Goal of the exercise:
Swap "wreath" for "garland" in the lines running from the line with "like x=627 y=57." up to and including the line with "x=591 y=119", leaving everything else unchanged, and return only those lines.

Recorded data
+ + + +

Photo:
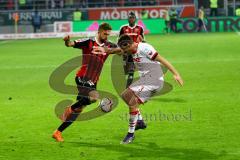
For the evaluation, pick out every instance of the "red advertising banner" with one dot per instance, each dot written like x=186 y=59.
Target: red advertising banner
x=153 y=12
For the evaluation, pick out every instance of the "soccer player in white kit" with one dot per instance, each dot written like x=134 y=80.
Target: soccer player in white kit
x=147 y=61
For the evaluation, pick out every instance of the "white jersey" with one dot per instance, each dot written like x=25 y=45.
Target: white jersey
x=151 y=74
x=144 y=60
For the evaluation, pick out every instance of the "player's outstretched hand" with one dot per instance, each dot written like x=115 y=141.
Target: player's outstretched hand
x=66 y=38
x=99 y=50
x=178 y=79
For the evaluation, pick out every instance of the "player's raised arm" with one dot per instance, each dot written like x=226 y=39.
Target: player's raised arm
x=106 y=50
x=175 y=73
x=67 y=41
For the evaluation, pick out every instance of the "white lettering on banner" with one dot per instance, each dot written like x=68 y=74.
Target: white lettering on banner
x=105 y=15
x=115 y=14
x=50 y=35
x=27 y=16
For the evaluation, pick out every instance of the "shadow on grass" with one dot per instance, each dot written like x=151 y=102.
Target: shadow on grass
x=153 y=151
x=178 y=100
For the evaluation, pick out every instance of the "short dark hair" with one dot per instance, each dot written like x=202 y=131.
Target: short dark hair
x=104 y=26
x=124 y=41
x=131 y=14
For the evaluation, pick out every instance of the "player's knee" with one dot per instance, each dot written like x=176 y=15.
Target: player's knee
x=129 y=98
x=78 y=110
x=93 y=96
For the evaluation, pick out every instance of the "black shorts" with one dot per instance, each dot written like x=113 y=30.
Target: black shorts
x=84 y=87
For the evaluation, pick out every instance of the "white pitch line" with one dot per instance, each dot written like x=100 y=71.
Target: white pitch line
x=4 y=42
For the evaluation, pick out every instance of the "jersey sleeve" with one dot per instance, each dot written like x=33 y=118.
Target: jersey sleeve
x=142 y=32
x=112 y=45
x=80 y=43
x=150 y=52
x=121 y=31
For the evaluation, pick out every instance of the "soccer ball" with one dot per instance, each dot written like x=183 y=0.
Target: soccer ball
x=106 y=104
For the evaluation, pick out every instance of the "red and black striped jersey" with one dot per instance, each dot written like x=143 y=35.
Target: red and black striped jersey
x=133 y=32
x=91 y=63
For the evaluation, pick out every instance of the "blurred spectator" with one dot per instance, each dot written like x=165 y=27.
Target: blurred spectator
x=10 y=4
x=22 y=4
x=200 y=18
x=77 y=15
x=238 y=11
x=173 y=19
x=213 y=7
x=144 y=14
x=69 y=3
x=36 y=21
x=167 y=20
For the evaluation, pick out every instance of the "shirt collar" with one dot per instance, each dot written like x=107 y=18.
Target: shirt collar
x=100 y=44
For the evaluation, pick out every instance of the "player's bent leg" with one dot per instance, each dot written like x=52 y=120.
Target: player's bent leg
x=132 y=101
x=93 y=96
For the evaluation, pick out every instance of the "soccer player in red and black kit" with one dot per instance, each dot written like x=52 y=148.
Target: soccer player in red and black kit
x=88 y=75
x=137 y=35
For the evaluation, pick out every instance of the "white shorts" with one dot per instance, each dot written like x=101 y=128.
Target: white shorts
x=146 y=86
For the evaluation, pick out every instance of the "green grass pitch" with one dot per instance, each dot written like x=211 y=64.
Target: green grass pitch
x=203 y=116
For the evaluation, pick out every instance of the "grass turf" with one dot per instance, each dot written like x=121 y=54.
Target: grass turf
x=203 y=116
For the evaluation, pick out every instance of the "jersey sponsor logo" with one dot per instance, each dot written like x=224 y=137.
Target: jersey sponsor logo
x=137 y=59
x=132 y=34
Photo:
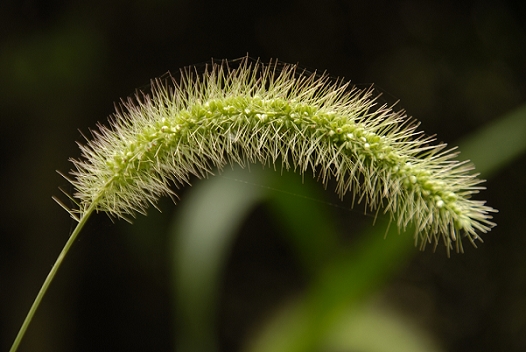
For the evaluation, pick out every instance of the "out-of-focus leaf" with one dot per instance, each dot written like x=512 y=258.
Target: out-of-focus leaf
x=497 y=144
x=202 y=234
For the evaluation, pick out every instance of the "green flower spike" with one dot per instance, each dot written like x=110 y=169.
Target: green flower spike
x=245 y=111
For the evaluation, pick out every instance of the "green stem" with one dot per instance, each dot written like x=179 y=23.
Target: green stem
x=51 y=275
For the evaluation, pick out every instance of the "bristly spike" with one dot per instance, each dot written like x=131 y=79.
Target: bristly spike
x=245 y=111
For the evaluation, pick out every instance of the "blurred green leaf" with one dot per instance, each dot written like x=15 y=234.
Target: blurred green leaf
x=202 y=234
x=496 y=145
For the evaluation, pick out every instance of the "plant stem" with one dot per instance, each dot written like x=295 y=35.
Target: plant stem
x=51 y=275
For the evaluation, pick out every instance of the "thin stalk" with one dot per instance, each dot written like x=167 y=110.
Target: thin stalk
x=51 y=275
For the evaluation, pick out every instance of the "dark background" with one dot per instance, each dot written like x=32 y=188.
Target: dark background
x=455 y=66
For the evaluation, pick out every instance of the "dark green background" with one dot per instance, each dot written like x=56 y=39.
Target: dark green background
x=455 y=66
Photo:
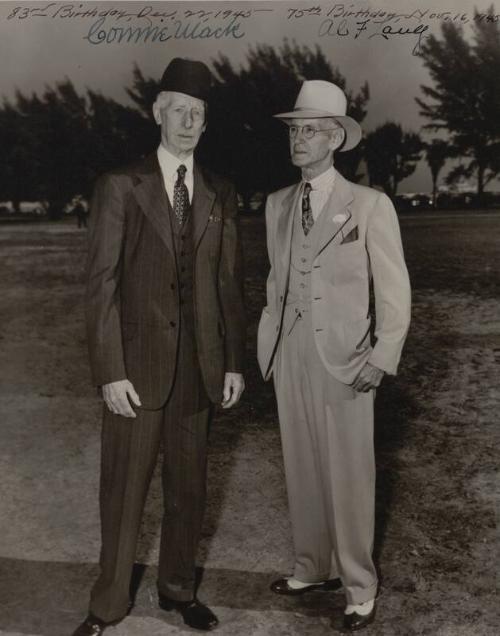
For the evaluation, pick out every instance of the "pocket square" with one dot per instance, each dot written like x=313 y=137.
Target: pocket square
x=352 y=236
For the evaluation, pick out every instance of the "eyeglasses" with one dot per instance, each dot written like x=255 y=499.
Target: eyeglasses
x=307 y=131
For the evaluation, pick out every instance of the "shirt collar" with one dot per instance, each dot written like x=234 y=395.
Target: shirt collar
x=169 y=163
x=324 y=181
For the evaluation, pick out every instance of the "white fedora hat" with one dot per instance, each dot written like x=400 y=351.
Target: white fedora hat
x=317 y=99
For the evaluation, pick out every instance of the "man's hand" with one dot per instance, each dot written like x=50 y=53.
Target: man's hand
x=234 y=385
x=369 y=378
x=117 y=394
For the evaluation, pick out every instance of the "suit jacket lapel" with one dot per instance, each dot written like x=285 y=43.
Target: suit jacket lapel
x=152 y=197
x=284 y=225
x=203 y=202
x=337 y=217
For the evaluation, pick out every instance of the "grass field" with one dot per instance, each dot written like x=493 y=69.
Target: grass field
x=436 y=435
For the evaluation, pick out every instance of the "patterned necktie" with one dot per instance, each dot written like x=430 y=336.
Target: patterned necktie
x=181 y=195
x=307 y=217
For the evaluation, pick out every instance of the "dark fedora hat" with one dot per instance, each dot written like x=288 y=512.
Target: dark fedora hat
x=187 y=76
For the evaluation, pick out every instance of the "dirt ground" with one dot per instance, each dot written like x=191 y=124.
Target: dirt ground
x=437 y=453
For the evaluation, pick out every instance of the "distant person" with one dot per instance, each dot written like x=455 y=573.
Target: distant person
x=81 y=213
x=166 y=332
x=328 y=241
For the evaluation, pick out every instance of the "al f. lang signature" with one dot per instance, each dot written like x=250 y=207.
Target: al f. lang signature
x=344 y=28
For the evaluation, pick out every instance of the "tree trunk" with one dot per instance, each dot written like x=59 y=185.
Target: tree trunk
x=480 y=183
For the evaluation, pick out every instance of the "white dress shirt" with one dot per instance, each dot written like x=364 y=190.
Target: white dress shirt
x=322 y=186
x=169 y=164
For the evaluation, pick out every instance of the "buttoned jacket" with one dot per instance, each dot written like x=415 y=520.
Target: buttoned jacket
x=358 y=248
x=133 y=298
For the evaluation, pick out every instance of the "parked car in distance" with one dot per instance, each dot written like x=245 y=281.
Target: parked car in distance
x=413 y=201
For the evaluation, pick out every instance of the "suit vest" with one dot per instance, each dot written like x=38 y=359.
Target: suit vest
x=184 y=252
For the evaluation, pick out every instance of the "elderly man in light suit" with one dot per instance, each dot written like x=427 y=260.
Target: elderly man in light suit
x=166 y=333
x=329 y=240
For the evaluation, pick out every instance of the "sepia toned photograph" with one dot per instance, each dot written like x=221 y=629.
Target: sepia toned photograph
x=250 y=307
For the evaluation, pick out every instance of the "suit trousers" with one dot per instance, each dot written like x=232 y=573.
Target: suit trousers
x=130 y=449
x=327 y=438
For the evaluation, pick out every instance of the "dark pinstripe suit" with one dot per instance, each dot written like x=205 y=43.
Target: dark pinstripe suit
x=175 y=356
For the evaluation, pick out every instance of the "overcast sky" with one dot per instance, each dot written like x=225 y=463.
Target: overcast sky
x=42 y=42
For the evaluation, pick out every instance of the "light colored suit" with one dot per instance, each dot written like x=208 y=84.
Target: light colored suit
x=326 y=426
x=341 y=277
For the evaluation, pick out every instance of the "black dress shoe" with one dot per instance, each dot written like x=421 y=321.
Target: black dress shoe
x=91 y=626
x=194 y=613
x=281 y=587
x=354 y=621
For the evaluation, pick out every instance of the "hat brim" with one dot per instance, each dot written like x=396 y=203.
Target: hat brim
x=352 y=128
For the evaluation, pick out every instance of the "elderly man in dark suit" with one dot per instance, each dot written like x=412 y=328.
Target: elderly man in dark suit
x=166 y=335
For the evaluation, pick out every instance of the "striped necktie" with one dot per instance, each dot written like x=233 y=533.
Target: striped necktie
x=307 y=217
x=181 y=195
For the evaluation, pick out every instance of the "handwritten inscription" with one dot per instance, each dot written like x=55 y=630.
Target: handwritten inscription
x=101 y=33
x=343 y=28
x=68 y=11
x=147 y=23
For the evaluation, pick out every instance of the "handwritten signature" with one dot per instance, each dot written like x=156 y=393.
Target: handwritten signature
x=101 y=33
x=343 y=28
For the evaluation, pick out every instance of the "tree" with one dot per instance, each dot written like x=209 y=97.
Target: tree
x=391 y=155
x=436 y=153
x=465 y=98
x=60 y=141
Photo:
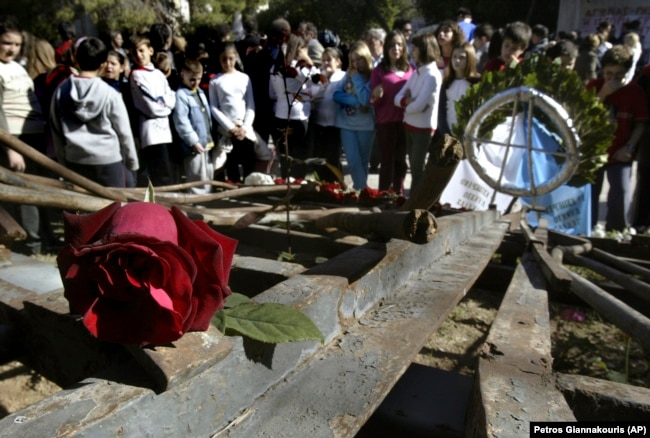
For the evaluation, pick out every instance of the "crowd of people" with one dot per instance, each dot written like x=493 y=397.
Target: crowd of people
x=164 y=109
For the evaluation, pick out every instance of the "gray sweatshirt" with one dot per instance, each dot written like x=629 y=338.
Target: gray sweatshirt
x=90 y=124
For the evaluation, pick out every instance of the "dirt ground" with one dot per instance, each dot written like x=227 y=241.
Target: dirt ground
x=590 y=347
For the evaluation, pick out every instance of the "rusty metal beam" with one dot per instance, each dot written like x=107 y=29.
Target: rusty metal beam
x=620 y=314
x=638 y=288
x=515 y=381
x=621 y=264
x=552 y=270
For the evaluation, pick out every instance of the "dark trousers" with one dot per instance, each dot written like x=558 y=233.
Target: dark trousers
x=293 y=140
x=392 y=141
x=155 y=165
x=242 y=154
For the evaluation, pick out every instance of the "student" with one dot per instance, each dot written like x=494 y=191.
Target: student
x=113 y=71
x=233 y=108
x=516 y=37
x=420 y=98
x=387 y=79
x=292 y=87
x=194 y=125
x=566 y=52
x=449 y=35
x=482 y=36
x=154 y=101
x=628 y=107
x=324 y=109
x=459 y=76
x=90 y=124
x=21 y=116
x=354 y=115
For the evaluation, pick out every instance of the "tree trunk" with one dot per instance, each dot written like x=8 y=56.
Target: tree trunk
x=417 y=226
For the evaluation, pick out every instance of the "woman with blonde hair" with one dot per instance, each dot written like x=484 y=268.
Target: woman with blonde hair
x=355 y=117
x=460 y=74
x=633 y=45
x=387 y=79
x=41 y=58
x=420 y=98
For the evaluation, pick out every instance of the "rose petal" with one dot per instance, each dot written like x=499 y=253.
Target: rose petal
x=83 y=229
x=213 y=253
x=146 y=218
x=136 y=291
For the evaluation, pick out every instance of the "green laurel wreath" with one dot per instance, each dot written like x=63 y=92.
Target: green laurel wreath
x=590 y=117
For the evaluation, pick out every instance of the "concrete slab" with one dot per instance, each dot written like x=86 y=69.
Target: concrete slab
x=31 y=274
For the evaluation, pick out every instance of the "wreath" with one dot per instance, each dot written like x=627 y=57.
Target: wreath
x=591 y=119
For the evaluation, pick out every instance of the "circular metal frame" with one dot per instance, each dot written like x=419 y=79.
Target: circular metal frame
x=557 y=114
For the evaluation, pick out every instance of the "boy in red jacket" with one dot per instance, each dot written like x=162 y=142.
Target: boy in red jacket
x=628 y=108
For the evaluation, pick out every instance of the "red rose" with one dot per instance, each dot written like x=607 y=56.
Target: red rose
x=142 y=274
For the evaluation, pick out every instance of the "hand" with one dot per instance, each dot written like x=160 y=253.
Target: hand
x=16 y=161
x=623 y=155
x=238 y=132
x=407 y=96
x=377 y=93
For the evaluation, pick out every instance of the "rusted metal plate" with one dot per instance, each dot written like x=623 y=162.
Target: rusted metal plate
x=334 y=394
x=209 y=401
x=555 y=274
x=515 y=383
x=187 y=357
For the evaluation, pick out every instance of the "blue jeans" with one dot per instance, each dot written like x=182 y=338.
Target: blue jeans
x=357 y=146
x=619 y=197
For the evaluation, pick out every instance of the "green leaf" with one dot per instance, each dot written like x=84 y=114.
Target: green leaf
x=150 y=195
x=235 y=300
x=271 y=323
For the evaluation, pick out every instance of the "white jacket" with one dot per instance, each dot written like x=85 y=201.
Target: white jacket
x=154 y=100
x=424 y=85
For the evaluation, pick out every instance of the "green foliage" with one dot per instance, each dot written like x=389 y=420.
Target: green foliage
x=349 y=18
x=590 y=118
x=150 y=194
x=267 y=322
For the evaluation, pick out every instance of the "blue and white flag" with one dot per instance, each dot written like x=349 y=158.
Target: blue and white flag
x=567 y=208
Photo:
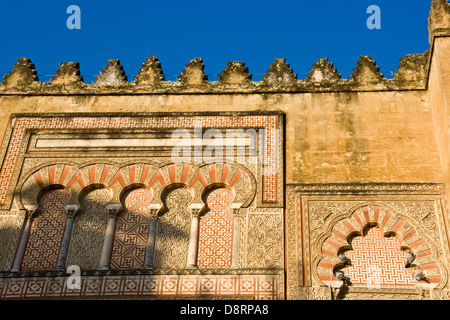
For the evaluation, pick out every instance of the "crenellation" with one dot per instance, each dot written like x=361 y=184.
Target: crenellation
x=323 y=71
x=323 y=77
x=113 y=75
x=23 y=75
x=366 y=71
x=68 y=75
x=279 y=73
x=151 y=73
x=193 y=73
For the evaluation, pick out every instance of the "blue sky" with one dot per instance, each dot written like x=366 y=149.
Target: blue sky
x=252 y=31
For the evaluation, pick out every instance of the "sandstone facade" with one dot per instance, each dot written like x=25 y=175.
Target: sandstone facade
x=341 y=180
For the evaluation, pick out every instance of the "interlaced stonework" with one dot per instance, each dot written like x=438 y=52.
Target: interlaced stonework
x=322 y=188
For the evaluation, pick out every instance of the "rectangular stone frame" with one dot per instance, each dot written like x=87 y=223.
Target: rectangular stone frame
x=300 y=223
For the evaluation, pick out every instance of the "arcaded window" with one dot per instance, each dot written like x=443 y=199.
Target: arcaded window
x=216 y=231
x=174 y=230
x=47 y=232
x=89 y=230
x=131 y=233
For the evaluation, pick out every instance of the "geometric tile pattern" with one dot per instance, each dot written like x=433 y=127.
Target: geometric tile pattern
x=89 y=230
x=47 y=231
x=216 y=231
x=173 y=232
x=131 y=232
x=23 y=124
x=259 y=287
x=378 y=261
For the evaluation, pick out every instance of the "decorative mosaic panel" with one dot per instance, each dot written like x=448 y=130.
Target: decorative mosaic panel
x=378 y=261
x=259 y=287
x=216 y=231
x=132 y=227
x=322 y=221
x=47 y=232
x=89 y=230
x=174 y=229
x=20 y=125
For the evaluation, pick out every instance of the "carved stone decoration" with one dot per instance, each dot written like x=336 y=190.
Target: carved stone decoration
x=439 y=18
x=314 y=293
x=216 y=231
x=89 y=230
x=412 y=68
x=173 y=231
x=193 y=73
x=235 y=73
x=10 y=227
x=151 y=72
x=323 y=70
x=265 y=241
x=279 y=73
x=24 y=74
x=113 y=75
x=366 y=71
x=131 y=232
x=47 y=230
x=68 y=75
x=324 y=221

+ + + +

Completed task:
For the evaluation, pick out every instance of the "garland" with one dot per instance, each dot written like x=627 y=57.
Target: garland
x=591 y=119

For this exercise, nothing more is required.